**Page extract**
################
Brad Pitt is sitting in a room full of character actors. When talking about films, calling someone a character actor seems code for them not being handsome enough to be a star. Unlike Pitt, who is so muscular in his role as Billy Beane - the former big league outfielder turned Oakland Athletics General Manager - that he could be a WWE wrestler. It's a scene from the movie "Moneyball."
Beane is impatient and dismissive to his scouts - the character actors - and all but tells them their years of experience, their livelihoods, amount to nothing but guesswork, and their opinions will no longer be valued. Instead, they will be replaced by a human computer.
The way they will win, Beane said, it by looking at certain statistics and making decisions from them.
"Moneyball" has received great reviews, and it has been promoted as a film about a maverick bucking the system, the little guy taking on the rich teams.
But it's a flawed film.
I don't really write movie reviews. Because of my cynical nature, almost every review I'd write would be negative, so if you haven't seen the movie, don't decide to see it or not see it based on this. But while most see "Moneyball" as a triumphant story, I see it as a sad one.
Scouts have been a part of baseball for as long as the sport's been around. One of the best scouts in history, the late Tony Lucadello, made his home in Fostoria. He signed Mike Schmidt and Ferguson Jenkins, among others. There were a few books written about him. I couldn't help but wonder what he would think of sabermetrics, or of Blackberry-carrying Yale graduates taking over his profession.
The scouts in the movie are portrayed as potbellied simpletons. Art Howe, a manager of three big league teams who had a long career as an MLB infielder, is seen as a chubby, disagreeable man who had little or nothing to do with the A's success.
################
**Challenge 1**
In the Moneyball commentary, which players did Tony Lucadello sign?
**Challenge 2**
Write out the passage of the Moneyball commentary that opens with the words containing "But it's a flawed" and closes with "as a sad one.".

(Source data)
################
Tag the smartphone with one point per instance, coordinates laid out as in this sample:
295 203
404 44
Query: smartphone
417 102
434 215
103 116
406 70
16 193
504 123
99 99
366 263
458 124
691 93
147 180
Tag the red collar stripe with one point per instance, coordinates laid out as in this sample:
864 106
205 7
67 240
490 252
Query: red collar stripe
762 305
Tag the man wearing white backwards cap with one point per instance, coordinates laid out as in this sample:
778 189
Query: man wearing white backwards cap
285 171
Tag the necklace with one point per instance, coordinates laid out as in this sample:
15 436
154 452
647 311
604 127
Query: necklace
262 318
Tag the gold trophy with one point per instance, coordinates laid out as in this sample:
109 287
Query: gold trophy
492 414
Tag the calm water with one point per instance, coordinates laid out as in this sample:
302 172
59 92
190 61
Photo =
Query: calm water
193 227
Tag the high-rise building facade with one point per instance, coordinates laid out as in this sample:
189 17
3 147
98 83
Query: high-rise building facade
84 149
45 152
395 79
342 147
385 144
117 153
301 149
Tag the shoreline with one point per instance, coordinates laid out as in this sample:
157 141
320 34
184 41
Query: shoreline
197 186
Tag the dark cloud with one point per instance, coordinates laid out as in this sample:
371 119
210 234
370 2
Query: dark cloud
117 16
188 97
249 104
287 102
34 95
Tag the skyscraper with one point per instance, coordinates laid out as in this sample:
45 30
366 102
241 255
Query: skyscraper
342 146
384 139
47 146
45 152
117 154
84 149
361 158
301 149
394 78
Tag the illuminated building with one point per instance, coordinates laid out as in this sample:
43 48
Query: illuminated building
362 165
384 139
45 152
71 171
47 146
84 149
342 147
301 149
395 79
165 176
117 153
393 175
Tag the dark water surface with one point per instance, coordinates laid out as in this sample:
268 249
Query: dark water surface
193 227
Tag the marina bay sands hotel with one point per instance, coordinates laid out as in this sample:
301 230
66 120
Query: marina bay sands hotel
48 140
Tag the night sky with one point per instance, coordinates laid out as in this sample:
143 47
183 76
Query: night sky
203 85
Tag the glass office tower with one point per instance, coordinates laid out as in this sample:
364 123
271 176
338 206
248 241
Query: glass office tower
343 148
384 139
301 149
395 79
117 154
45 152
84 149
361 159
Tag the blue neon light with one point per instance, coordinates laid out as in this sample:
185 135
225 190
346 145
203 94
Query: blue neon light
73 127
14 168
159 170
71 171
################
**Answer 1**
Mike Schmidt and Ferguson Jenkins, among others.

**Answer 2**
But it's a flawed film.
I don't really write movie reviews. Because of my cynical nature, almost every review I'd write would be negative, so if you haven't seen the movie, don't decide to see it or not see it based on this. But while most see "Moneyball" as a triumphant story, I see it as a sad one.